# [ACTIVITY]
What is needed is an exact repeat of the lines from the line containing "the wolf's nose" through the final line of the entries below, and nothing else.

# [RECORDED DATA]
▬▬▬▬▬▬▬▬▬▬

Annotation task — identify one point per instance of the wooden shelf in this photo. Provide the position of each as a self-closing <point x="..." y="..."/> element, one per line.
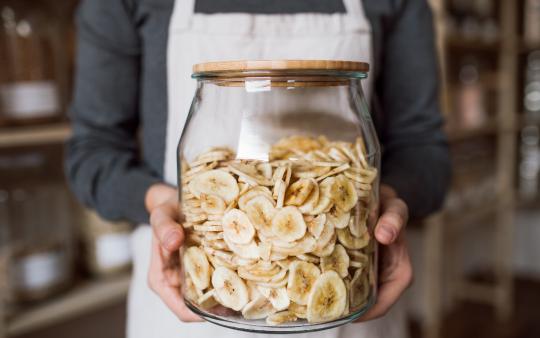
<point x="477" y="45"/>
<point x="527" y="47"/>
<point x="462" y="134"/>
<point x="34" y="135"/>
<point x="83" y="299"/>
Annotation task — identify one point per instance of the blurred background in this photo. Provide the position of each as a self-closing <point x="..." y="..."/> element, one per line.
<point x="65" y="272"/>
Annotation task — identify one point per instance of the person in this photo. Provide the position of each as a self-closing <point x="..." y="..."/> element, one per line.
<point x="131" y="99"/>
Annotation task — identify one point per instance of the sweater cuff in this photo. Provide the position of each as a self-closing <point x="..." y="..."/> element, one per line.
<point x="128" y="199"/>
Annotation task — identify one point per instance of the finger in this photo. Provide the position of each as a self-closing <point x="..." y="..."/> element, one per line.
<point x="164" y="220"/>
<point x="170" y="295"/>
<point x="394" y="217"/>
<point x="398" y="280"/>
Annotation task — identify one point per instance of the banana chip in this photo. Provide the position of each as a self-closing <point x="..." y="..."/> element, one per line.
<point x="282" y="240"/>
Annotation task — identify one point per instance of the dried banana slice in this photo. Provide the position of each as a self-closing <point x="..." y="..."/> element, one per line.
<point x="230" y="289"/>
<point x="237" y="227"/>
<point x="218" y="261"/>
<point x="350" y="242"/>
<point x="344" y="194"/>
<point x="298" y="192"/>
<point x="265" y="250"/>
<point x="190" y="291"/>
<point x="252" y="193"/>
<point x="258" y="308"/>
<point x="359" y="289"/>
<point x="197" y="267"/>
<point x="281" y="318"/>
<point x="358" y="224"/>
<point x="325" y="201"/>
<point x="311" y="201"/>
<point x="288" y="224"/>
<point x="316" y="225"/>
<point x="207" y="301"/>
<point x="338" y="218"/>
<point x="304" y="245"/>
<point x="277" y="296"/>
<point x="302" y="277"/>
<point x="358" y="259"/>
<point x="250" y="174"/>
<point x="325" y="238"/>
<point x="299" y="311"/>
<point x="215" y="182"/>
<point x="275" y="284"/>
<point x="261" y="212"/>
<point x="309" y="258"/>
<point x="338" y="261"/>
<point x="246" y="251"/>
<point x="327" y="300"/>
<point x="213" y="204"/>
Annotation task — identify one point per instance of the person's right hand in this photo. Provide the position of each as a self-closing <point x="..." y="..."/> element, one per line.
<point x="167" y="238"/>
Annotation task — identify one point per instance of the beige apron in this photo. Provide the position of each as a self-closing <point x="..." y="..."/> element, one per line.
<point x="195" y="38"/>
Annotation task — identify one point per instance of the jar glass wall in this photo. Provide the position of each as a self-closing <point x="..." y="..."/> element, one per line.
<point x="278" y="175"/>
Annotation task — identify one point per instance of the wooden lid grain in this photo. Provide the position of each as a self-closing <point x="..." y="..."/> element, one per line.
<point x="280" y="65"/>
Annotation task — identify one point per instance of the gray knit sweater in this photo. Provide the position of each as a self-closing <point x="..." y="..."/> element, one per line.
<point x="119" y="109"/>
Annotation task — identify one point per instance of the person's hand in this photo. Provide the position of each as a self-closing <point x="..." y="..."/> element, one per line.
<point x="167" y="238"/>
<point x="395" y="270"/>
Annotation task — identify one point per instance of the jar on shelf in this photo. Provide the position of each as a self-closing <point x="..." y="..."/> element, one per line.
<point x="280" y="197"/>
<point x="40" y="240"/>
<point x="4" y="247"/>
<point x="107" y="245"/>
<point x="29" y="81"/>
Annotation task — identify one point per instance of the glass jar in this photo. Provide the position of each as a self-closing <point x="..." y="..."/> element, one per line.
<point x="107" y="244"/>
<point x="40" y="236"/>
<point x="29" y="83"/>
<point x="278" y="172"/>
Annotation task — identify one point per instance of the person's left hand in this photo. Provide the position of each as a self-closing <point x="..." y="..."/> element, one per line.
<point x="395" y="270"/>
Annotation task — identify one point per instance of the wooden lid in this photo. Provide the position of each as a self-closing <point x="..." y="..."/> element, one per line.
<point x="280" y="65"/>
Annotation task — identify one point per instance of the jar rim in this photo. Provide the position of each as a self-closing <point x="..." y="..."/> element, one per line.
<point x="280" y="67"/>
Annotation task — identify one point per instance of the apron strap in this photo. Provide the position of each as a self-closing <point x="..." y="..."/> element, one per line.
<point x="356" y="16"/>
<point x="183" y="12"/>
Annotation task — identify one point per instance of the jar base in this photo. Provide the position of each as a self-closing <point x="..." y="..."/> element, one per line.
<point x="260" y="326"/>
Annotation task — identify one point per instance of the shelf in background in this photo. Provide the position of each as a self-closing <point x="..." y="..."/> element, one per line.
<point x="462" y="134"/>
<point x="527" y="47"/>
<point x="83" y="299"/>
<point x="34" y="135"/>
<point x="462" y="43"/>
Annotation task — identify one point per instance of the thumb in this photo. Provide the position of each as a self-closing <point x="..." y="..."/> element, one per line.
<point x="168" y="231"/>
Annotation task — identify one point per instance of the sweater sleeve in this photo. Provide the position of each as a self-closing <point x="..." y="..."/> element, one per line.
<point x="415" y="158"/>
<point x="102" y="163"/>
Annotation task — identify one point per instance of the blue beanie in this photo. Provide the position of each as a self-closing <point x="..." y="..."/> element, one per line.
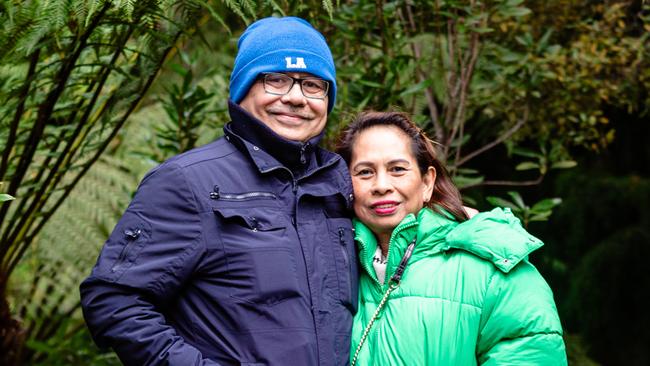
<point x="286" y="44"/>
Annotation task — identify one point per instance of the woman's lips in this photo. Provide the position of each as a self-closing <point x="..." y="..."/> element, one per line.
<point x="384" y="207"/>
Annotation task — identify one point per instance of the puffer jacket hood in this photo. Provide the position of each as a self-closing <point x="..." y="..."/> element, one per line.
<point x="468" y="295"/>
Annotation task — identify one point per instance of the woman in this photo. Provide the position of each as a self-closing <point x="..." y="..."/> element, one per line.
<point x="438" y="288"/>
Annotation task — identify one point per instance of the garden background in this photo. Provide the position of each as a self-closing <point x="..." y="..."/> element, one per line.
<point x="541" y="106"/>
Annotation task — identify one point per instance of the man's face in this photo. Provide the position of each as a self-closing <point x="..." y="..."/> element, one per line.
<point x="292" y="116"/>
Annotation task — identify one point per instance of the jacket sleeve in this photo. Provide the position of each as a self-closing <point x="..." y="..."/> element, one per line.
<point x="520" y="324"/>
<point x="149" y="255"/>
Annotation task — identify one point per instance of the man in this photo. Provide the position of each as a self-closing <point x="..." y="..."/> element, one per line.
<point x="240" y="252"/>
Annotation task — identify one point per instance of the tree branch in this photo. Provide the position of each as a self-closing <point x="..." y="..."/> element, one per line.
<point x="499" y="140"/>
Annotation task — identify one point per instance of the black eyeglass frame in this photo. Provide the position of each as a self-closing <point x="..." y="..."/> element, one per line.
<point x="263" y="76"/>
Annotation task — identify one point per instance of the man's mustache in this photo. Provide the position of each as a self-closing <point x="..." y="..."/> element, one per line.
<point x="290" y="110"/>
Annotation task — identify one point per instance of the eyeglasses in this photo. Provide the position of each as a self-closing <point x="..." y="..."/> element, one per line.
<point x="280" y="84"/>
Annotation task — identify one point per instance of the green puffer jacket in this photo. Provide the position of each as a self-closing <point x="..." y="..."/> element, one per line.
<point x="468" y="296"/>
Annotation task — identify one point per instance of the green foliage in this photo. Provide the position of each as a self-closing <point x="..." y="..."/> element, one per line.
<point x="540" y="211"/>
<point x="600" y="236"/>
<point x="44" y="290"/>
<point x="185" y="104"/>
<point x="6" y="197"/>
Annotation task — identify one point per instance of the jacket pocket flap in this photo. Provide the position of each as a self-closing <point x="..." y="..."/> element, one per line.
<point x="253" y="218"/>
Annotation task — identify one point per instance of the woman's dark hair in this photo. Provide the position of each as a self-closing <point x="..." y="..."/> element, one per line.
<point x="445" y="194"/>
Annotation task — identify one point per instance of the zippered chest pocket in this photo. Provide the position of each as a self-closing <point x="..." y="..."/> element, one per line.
<point x="343" y="247"/>
<point x="257" y="242"/>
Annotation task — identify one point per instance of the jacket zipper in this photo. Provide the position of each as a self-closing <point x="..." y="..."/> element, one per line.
<point x="217" y="195"/>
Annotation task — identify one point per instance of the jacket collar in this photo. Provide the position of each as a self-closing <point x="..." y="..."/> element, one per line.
<point x="496" y="236"/>
<point x="267" y="149"/>
<point x="429" y="227"/>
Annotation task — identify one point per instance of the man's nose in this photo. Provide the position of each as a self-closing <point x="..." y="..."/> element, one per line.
<point x="294" y="96"/>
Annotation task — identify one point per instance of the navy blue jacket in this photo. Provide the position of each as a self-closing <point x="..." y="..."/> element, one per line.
<point x="230" y="255"/>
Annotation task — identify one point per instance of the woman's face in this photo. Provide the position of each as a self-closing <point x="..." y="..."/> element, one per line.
<point x="387" y="182"/>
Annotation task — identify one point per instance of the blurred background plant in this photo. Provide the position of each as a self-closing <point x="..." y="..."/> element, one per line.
<point x="534" y="106"/>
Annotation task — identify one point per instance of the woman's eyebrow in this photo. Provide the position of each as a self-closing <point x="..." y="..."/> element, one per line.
<point x="395" y="161"/>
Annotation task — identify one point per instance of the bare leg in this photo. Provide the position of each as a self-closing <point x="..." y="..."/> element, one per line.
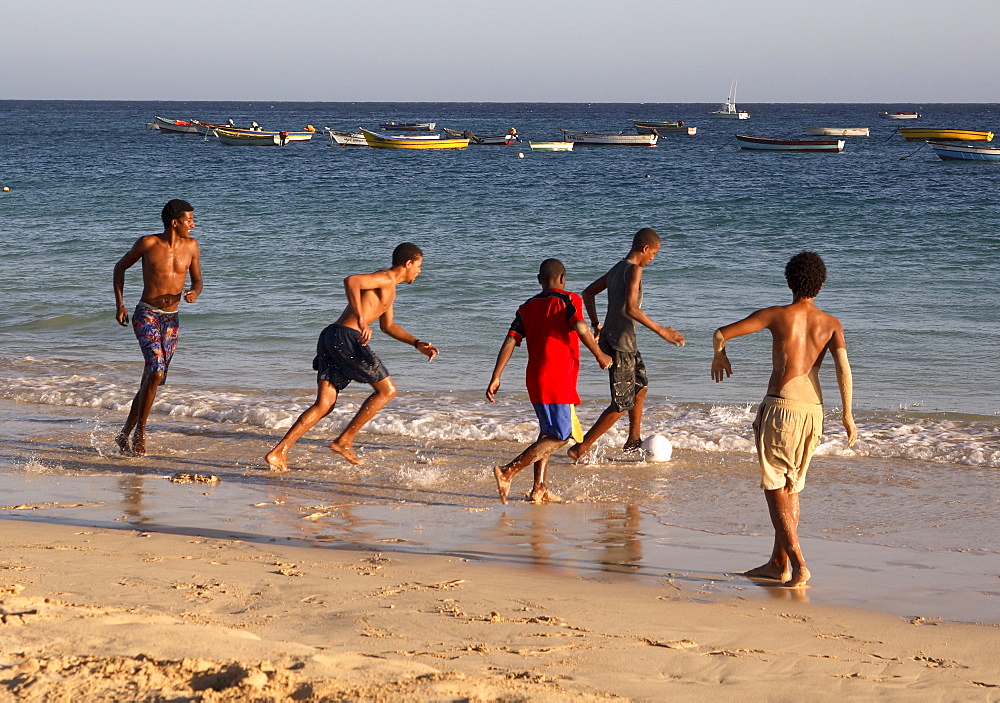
<point x="385" y="391"/>
<point x="604" y="423"/>
<point x="786" y="563"/>
<point x="536" y="452"/>
<point x="138" y="413"/>
<point x="326" y="398"/>
<point x="634" y="440"/>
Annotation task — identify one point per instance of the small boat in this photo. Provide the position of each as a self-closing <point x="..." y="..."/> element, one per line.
<point x="727" y="110"/>
<point x="407" y="126"/>
<point x="651" y="127"/>
<point x="506" y="139"/>
<point x="836" y="131"/>
<point x="764" y="144"/>
<point x="341" y="138"/>
<point x="593" y="138"/>
<point x="386" y="141"/>
<point x="255" y="129"/>
<point x="174" y="126"/>
<point x="899" y="115"/>
<point x="966" y="135"/>
<point x="551" y="146"/>
<point x="965" y="152"/>
<point x="233" y="138"/>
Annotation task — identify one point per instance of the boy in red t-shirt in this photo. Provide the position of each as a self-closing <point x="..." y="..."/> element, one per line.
<point x="552" y="322"/>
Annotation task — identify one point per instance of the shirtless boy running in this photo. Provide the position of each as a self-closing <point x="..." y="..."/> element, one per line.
<point x="167" y="258"/>
<point x="789" y="421"/>
<point x="617" y="338"/>
<point x="343" y="354"/>
<point x="552" y="322"/>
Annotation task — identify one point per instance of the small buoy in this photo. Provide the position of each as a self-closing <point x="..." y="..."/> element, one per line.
<point x="657" y="448"/>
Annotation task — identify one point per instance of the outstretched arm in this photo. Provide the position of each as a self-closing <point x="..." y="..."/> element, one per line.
<point x="506" y="350"/>
<point x="633" y="281"/>
<point x="389" y="326"/>
<point x="603" y="360"/>
<point x="748" y="325"/>
<point x="845" y="381"/>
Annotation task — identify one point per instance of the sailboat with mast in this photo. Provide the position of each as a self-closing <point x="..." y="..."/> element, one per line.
<point x="728" y="109"/>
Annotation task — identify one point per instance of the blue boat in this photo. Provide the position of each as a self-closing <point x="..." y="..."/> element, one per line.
<point x="965" y="152"/>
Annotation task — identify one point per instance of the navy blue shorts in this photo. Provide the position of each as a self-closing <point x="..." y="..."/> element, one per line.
<point x="342" y="358"/>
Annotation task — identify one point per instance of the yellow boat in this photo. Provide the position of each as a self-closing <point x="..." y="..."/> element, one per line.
<point x="385" y="141"/>
<point x="920" y="133"/>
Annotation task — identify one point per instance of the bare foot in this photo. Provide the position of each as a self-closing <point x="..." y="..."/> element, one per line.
<point x="767" y="571"/>
<point x="503" y="483"/>
<point x="277" y="460"/>
<point x="633" y="445"/>
<point x="346" y="451"/>
<point x="541" y="494"/>
<point x="799" y="578"/>
<point x="122" y="441"/>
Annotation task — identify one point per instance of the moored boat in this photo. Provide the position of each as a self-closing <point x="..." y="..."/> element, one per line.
<point x="594" y="138"/>
<point x="551" y="146"/>
<point x="386" y="141"/>
<point x="653" y="127"/>
<point x="969" y="135"/>
<point x="765" y="144"/>
<point x="407" y="126"/>
<point x="965" y="152"/>
<point x="341" y="138"/>
<point x="727" y="110"/>
<point x="836" y="131"/>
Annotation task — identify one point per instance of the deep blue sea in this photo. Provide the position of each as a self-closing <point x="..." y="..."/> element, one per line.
<point x="912" y="244"/>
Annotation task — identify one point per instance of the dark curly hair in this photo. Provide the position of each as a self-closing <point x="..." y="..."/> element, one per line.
<point x="406" y="252"/>
<point x="806" y="274"/>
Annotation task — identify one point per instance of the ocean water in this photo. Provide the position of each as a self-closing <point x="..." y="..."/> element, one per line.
<point x="912" y="246"/>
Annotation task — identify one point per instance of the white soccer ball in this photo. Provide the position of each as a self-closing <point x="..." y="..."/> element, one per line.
<point x="657" y="448"/>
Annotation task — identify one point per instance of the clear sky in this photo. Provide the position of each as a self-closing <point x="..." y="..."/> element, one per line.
<point x="882" y="51"/>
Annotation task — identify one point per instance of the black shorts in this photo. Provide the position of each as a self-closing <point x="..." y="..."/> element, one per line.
<point x="628" y="377"/>
<point x="342" y="358"/>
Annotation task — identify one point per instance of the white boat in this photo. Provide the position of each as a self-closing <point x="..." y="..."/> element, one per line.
<point x="341" y="138"/>
<point x="609" y="139"/>
<point x="727" y="110"/>
<point x="551" y="146"/>
<point x="836" y="131"/>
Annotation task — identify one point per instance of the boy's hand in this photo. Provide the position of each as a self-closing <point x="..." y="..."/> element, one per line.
<point x="719" y="364"/>
<point x="427" y="349"/>
<point x="672" y="336"/>
<point x="604" y="361"/>
<point x="492" y="389"/>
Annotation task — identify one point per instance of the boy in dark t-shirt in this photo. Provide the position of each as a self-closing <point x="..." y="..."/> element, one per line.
<point x="552" y="323"/>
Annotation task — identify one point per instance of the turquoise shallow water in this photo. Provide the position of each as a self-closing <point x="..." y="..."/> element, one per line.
<point x="912" y="247"/>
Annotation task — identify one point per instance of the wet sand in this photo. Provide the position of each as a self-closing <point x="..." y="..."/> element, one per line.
<point x="417" y="584"/>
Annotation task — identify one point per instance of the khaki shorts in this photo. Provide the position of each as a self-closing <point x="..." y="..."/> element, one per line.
<point x="787" y="433"/>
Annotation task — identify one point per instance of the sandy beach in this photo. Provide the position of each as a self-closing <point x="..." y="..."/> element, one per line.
<point x="125" y="579"/>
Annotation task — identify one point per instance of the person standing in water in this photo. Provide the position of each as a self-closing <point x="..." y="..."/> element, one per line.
<point x="167" y="259"/>
<point x="552" y="322"/>
<point x="617" y="339"/>
<point x="789" y="420"/>
<point x="343" y="354"/>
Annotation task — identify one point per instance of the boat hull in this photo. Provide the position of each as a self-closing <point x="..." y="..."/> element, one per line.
<point x="965" y="152"/>
<point x="594" y="139"/>
<point x="921" y="133"/>
<point x="833" y="146"/>
<point x="385" y="141"/>
<point x="836" y="131"/>
<point x="551" y="146"/>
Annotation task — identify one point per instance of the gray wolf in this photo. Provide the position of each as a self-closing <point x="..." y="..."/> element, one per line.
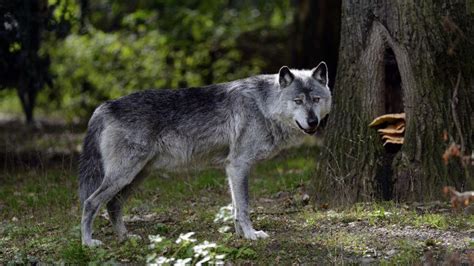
<point x="234" y="125"/>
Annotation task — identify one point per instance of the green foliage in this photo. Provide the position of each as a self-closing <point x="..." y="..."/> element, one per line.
<point x="153" y="45"/>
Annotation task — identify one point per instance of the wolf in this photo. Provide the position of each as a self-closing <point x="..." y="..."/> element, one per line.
<point x="233" y="125"/>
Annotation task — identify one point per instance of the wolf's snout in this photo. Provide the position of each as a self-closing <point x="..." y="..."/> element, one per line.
<point x="313" y="122"/>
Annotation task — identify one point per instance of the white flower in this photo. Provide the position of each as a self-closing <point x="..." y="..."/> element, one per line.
<point x="224" y="214"/>
<point x="155" y="238"/>
<point x="182" y="262"/>
<point x="202" y="250"/>
<point x="206" y="259"/>
<point x="224" y="229"/>
<point x="186" y="238"/>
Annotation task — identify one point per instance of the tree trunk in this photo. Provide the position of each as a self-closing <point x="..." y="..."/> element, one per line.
<point x="317" y="26"/>
<point x="400" y="56"/>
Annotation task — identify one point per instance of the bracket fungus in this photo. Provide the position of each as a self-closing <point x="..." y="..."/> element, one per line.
<point x="391" y="127"/>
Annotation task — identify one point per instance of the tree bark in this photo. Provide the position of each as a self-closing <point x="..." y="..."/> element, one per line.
<point x="400" y="56"/>
<point x="316" y="38"/>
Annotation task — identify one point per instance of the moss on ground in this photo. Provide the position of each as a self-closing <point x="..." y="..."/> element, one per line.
<point x="39" y="214"/>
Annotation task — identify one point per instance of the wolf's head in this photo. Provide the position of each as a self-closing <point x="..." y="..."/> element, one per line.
<point x="305" y="98"/>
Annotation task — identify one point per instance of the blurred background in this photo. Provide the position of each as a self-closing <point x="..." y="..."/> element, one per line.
<point x="61" y="58"/>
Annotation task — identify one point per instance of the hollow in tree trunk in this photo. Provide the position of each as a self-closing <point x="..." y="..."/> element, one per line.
<point x="415" y="57"/>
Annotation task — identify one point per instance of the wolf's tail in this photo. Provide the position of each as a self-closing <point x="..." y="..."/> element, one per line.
<point x="91" y="172"/>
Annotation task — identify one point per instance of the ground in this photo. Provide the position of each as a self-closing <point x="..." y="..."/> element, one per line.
<point x="40" y="214"/>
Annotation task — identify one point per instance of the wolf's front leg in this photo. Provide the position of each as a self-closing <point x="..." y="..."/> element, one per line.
<point x="237" y="173"/>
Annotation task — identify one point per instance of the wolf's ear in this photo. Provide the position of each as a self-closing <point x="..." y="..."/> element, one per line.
<point x="320" y="73"/>
<point x="285" y="76"/>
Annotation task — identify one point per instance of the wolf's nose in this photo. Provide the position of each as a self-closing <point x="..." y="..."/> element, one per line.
<point x="313" y="122"/>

▬▬▬▬▬▬▬▬▬▬

# [TASK OUTPUT]
Annotation task — identify one point per instance of the wolf's nose in this photo. Provide the position of each as a self-closing <point x="..." y="..."/> element, one per line.
<point x="313" y="122"/>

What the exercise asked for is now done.